Work instructions – Print the entries in full, word for word, but not the pictures.

[Saved entries]
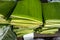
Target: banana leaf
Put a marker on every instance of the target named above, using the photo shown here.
(26, 17)
(6, 8)
(6, 33)
(51, 17)
(51, 12)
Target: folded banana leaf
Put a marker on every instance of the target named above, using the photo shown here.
(6, 33)
(26, 17)
(6, 8)
(51, 11)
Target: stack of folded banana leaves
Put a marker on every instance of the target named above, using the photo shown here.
(26, 17)
(51, 12)
(5, 10)
(6, 32)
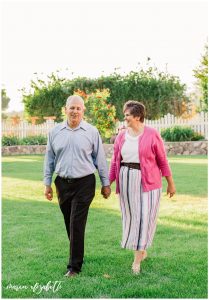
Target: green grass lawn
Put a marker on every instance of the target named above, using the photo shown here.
(35, 245)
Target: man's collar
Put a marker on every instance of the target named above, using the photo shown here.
(81, 125)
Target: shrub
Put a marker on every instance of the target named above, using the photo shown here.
(10, 141)
(178, 133)
(30, 140)
(99, 112)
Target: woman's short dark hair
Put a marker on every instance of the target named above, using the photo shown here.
(136, 109)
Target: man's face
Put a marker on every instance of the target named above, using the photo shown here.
(74, 112)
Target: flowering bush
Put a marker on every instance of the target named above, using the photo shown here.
(99, 112)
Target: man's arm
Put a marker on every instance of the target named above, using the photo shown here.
(49, 169)
(101, 164)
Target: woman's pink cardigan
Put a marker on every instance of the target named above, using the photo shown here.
(152, 157)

Final answer –
Target: banana leaf
Put a marker on every instance of the target named above, using the photo shown here.
(26, 17)
(6, 8)
(6, 33)
(51, 17)
(51, 12)
Target: folded banana leaf
Put a marker on every instance of the target named above, using the photo shown here.
(6, 33)
(26, 17)
(6, 8)
(51, 11)
Target: stack of folded banana leaves
Put a marker on every instance of the target named above, using the photo shown here.
(26, 17)
(51, 12)
(5, 10)
(6, 32)
Target: green grass lawn
Put a marker on every instance of the target named above, using the photo shown here.
(35, 245)
Target: man's collar
Put a marker on every instance of the target named above, using the photo shown here.
(81, 125)
Target: shrub
Put a marker on every instance of the target named above, using the photo shown here.
(10, 141)
(178, 133)
(30, 140)
(99, 112)
Target: woman's short dark hair
Put a marker on every instance of the target named above, using the photo shown here.
(136, 109)
Target: man's face
Put a marker on every instance of the target named above, using the photo shown here.
(74, 112)
Target: flowering bush
Put a marker on every instance of the target named above, using the photo shown here.
(99, 112)
Target: man's arm
Put a marker on every instance of the target named above, using the photo shown here.
(49, 169)
(101, 164)
Target: woman's pink cardigan
Put a marker on every instance of the target named above, using the photo shown here.
(152, 157)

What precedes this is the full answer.